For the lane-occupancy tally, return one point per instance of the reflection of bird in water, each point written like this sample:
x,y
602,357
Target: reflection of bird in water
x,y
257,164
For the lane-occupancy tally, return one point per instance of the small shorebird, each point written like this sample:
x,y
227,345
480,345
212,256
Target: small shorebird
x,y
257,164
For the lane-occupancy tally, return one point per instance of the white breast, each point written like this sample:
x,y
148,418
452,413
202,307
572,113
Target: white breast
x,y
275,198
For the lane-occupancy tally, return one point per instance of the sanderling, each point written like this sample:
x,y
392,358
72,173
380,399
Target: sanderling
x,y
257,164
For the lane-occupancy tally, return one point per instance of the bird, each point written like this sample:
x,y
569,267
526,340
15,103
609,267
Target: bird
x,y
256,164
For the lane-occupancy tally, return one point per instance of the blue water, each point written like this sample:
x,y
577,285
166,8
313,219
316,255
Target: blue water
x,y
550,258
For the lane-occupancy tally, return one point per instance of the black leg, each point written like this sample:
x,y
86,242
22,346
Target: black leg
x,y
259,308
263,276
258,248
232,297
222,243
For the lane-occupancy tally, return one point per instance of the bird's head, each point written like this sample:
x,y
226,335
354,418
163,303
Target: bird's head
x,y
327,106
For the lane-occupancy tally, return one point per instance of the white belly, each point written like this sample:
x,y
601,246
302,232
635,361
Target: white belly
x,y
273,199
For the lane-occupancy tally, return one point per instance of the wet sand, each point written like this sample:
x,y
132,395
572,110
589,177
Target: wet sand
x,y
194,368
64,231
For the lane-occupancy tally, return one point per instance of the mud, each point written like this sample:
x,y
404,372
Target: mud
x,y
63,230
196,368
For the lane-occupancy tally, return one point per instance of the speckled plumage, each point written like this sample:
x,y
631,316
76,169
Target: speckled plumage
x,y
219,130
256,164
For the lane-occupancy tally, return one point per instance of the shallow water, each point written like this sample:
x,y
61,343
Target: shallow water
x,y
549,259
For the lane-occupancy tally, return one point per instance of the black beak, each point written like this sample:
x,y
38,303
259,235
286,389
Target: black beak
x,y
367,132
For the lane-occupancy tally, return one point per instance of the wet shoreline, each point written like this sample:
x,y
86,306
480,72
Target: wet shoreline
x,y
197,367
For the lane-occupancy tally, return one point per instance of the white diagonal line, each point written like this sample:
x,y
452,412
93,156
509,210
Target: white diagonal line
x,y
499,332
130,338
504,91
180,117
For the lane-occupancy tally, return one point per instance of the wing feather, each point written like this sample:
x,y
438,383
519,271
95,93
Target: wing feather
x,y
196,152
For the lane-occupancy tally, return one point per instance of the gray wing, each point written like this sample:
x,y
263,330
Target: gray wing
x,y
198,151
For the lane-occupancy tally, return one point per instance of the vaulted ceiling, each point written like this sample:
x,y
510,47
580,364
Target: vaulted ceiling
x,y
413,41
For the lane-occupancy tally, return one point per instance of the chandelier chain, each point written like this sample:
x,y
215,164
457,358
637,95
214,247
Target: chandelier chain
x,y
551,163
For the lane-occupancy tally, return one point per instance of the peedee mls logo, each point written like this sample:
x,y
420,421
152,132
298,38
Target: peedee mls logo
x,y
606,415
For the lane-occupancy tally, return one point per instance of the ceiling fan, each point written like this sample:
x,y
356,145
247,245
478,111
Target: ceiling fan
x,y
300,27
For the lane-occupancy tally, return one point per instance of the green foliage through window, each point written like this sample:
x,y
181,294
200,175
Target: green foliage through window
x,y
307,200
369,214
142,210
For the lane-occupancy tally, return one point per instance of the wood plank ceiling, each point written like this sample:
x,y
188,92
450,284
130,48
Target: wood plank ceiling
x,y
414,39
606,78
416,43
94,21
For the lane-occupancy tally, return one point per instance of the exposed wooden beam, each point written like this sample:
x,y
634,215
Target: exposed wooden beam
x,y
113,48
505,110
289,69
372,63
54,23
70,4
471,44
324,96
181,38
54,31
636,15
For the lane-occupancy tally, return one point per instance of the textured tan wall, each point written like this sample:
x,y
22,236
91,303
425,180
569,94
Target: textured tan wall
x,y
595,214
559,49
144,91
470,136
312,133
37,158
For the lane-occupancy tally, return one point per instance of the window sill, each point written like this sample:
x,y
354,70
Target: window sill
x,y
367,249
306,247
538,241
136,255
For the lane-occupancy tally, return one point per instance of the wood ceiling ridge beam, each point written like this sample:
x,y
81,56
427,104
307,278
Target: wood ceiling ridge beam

◆ Assignment
Exact copies of all the records are to be printed.

◆ Solved exercise
For the lane-occupancy tally, return one point per instance of the reflection of bird in water, each point written like this sample:
x,y
602,357
Target: reflection of bird in water
x,y
257,164
For the lane-occupancy tally, return one point per instance of the small shorebird, each point written like this sample:
x,y
227,345
480,345
212,256
Target: small shorebird
x,y
257,164
For the lane-occupancy tally, return one point per instance of the white breast, each point written like this sample:
x,y
148,418
452,413
202,307
572,113
Target: white breast
x,y
275,198
For the lane-occupancy tally, return one point per instance of the sanderling, each point written like this sample:
x,y
392,358
72,173
380,399
Target: sanderling
x,y
257,164
For the lane-occupancy tally, return one point per instance of the bird, each point written like this sample:
x,y
569,267
526,340
15,103
609,267
Target: bird
x,y
256,164
For the lane-occupancy tally, return one point per instance of the blue water, each point written like this sample:
x,y
577,285
166,8
313,219
316,255
Target: blue water
x,y
550,258
For the lane-occupancy tally, return one point per instance of the black leg, each point written like this sample:
x,y
86,242
22,346
Target: black leg
x,y
259,308
263,276
258,248
232,297
222,243
For the lane-occupancy tally, return one point per instance of the bird's head, each point written like this sample:
x,y
226,335
354,418
163,303
Target: bird's head
x,y
327,106
For the lane-occupancy tally, return one point per instance of the white belly, each point written like this sample:
x,y
601,246
302,232
635,361
Target: white belly
x,y
273,199
For the lane-occupancy tally, return one point per instance of the wet sand, each point written like this sample:
x,y
132,395
572,110
589,177
Target: wet sand
x,y
194,368
64,231
For the lane-occupancy tally, return one point per instance of the mud, each point written like this sample:
x,y
404,372
Target: mud
x,y
63,230
196,368
For the lane-occupancy tally, return one point per instance of the speckled plumage, each point written like this sample:
x,y
631,316
76,169
Target: speckled plumage
x,y
219,130
256,164
For the lane-occupancy tally, return one point per instance of the shallow water, each point written like this sample:
x,y
61,343
Target: shallow water
x,y
549,259
For the lane-occupancy tally, return one point per instance of the black beak, each point written like this sample:
x,y
38,303
259,235
286,389
Target: black beak
x,y
367,132
For the lane-occupancy tally, return one point per instance of the wet shoreline, each point written like this sample:
x,y
86,306
480,72
Target: wet shoreline
x,y
197,367
For the lane-occupancy tally, return one point per instance of the white diagonal line, each point written like this sample:
x,y
452,412
93,156
509,210
Target: white diagonal line
x,y
499,332
130,338
504,91
180,117
For the lane-occupancy tally, return one point per instance of the wing feather, each point written like this sample:
x,y
438,383
519,271
95,93
Target: wing feather
x,y
196,152
For the lane-occupancy tally, return one point per instance of the gray wing, each point written like this sample:
x,y
263,330
Target: gray wing
x,y
198,151
For the lane-occupancy tally, return one point per instance of the vaulted ceiling, each point written like this sample:
x,y
510,47
580,364
Target: vaulted ceiling
x,y
413,41
For the lane-occupancy tally, return one point per instance of the chandelier chain, each point written like this sample:
x,y
215,164
457,358
637,95
214,247
Target: chandelier chain
x,y
551,163
For the lane-occupancy tally, return one point per instance of the peedee mls logo, each point written like this sample:
x,y
420,421
152,132
298,38
Target: peedee mls logo
x,y
606,415
For the lane-occupancy tally, return one point per instance of the ceiling fan, each point written like this sample:
x,y
356,145
247,245
478,111
Target: ceiling fan
x,y
300,27
For the lane-occupancy tally, return one point per instance of the green foliage through window, each point written like this sample:
x,y
181,294
200,175
Target: green foliage through window
x,y
307,200
369,214
142,210
For the lane-occupancy tally, return one point per instance of the wood plank ceiling, each point written like this sample:
x,y
188,92
450,284
130,48
Target: wood plank ceiling
x,y
414,39
606,78
416,43
94,21
For the lane-occupancy tally, return one point per instance of the exposed wooden beam, each point written like this sample:
x,y
634,215
Target: exposed wooden beam
x,y
113,48
505,110
289,69
372,63
54,23
70,4
471,44
324,96
181,38
54,31
636,15
For the lane-occupancy tally, return one point per instance of the textured tan wall, each point written like this sample:
x,y
22,236
91,303
425,180
569,94
Target: textured tan wall
x,y
595,214
559,49
144,91
470,136
312,133
37,158
For the lane-occupancy tally, return one point per instance of the window sill, each point written like this sample:
x,y
354,70
Target: window sill
x,y
367,249
306,247
538,241
136,255
For the lane-occupancy tally, return one point per instance of the wood ceiling ridge beam, each point written like this sample:
x,y
81,56
427,104
307,278
Target: wood ceiling ridge beam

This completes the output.